Location identification items:
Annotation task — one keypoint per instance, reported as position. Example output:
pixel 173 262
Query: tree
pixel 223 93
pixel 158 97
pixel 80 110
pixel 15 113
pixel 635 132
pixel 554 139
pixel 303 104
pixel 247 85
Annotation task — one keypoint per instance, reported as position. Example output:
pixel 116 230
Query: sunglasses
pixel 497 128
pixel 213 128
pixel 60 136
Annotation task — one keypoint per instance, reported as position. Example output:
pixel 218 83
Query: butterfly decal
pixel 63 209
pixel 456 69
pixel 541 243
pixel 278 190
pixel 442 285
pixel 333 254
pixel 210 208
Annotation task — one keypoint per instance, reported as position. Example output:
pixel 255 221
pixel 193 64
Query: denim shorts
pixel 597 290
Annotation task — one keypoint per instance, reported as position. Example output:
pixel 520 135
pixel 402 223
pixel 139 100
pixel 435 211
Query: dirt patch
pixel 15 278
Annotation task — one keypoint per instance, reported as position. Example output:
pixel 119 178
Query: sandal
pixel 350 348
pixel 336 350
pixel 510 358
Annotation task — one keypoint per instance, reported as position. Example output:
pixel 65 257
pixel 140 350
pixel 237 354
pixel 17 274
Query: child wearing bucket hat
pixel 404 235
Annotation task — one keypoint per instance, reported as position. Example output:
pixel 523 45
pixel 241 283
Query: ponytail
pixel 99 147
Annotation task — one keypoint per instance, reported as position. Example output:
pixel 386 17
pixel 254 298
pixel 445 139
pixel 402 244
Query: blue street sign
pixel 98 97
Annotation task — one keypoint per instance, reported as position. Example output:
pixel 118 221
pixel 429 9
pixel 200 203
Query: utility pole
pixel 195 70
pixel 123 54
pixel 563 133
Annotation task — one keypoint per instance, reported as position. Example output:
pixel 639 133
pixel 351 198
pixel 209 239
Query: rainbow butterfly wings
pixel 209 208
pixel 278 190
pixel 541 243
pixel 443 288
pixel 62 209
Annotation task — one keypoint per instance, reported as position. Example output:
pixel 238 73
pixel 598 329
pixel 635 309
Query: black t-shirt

Task brief:
Faithfully copy every entry, leaving nothing out.

Final result:
Annotation task — one keypoint per instance, reported as position. Example output:
pixel 173 262
Query: tree
pixel 223 93
pixel 158 97
pixel 80 110
pixel 15 113
pixel 635 132
pixel 554 139
pixel 303 104
pixel 247 85
Annotation task — one keypoint per instance, reported as position. Example output:
pixel 116 230
Query: sunglasses
pixel 497 128
pixel 213 128
pixel 60 136
Annotation task — one keypoint per instance, reported as position. Example output:
pixel 218 83
Query: butterfly decal
pixel 63 209
pixel 456 69
pixel 541 243
pixel 278 190
pixel 442 285
pixel 333 254
pixel 210 208
Annotation task — one keypoint per instance, reported as position. Example output:
pixel 255 221
pixel 193 64
Query: denim shorts
pixel 597 290
Annotation task — one keypoint per instance, reported as position. Example output:
pixel 520 135
pixel 402 223
pixel 139 100
pixel 435 211
Query: dirt patch
pixel 15 278
Annotation task — one keypoint per instance, reported as position. Example output:
pixel 119 178
Query: sandal
pixel 350 348
pixel 336 350
pixel 510 358
Annotation task — one keypoint per instance, reported as position. Example output:
pixel 65 257
pixel 140 350
pixel 237 354
pixel 17 274
Query: child wearing bucket hat
pixel 404 235
Annotation task — one keypoint per instance, reported as position. Example output:
pixel 523 45
pixel 241 283
Query: ponytail
pixel 99 147
Annotation task — one keypoint per instance, reported as position. Example output:
pixel 386 17
pixel 254 298
pixel 445 139
pixel 402 244
Query: blue street sign
pixel 98 97
Annotation task — one keypoint per instance, reported as position. Example output:
pixel 118 221
pixel 429 9
pixel 200 203
Query: utility pole
pixel 195 70
pixel 123 54
pixel 563 133
Annotation task — one keypoint per instance, reported as position. Example output:
pixel 639 133
pixel 351 198
pixel 209 239
Query: rainbow butterfly wings
pixel 209 208
pixel 278 190
pixel 541 243
pixel 443 288
pixel 62 209
Annotation task — one keypoint per instance, reported as position. Example output:
pixel 238 73
pixel 598 329
pixel 635 309
Query: black t-shirt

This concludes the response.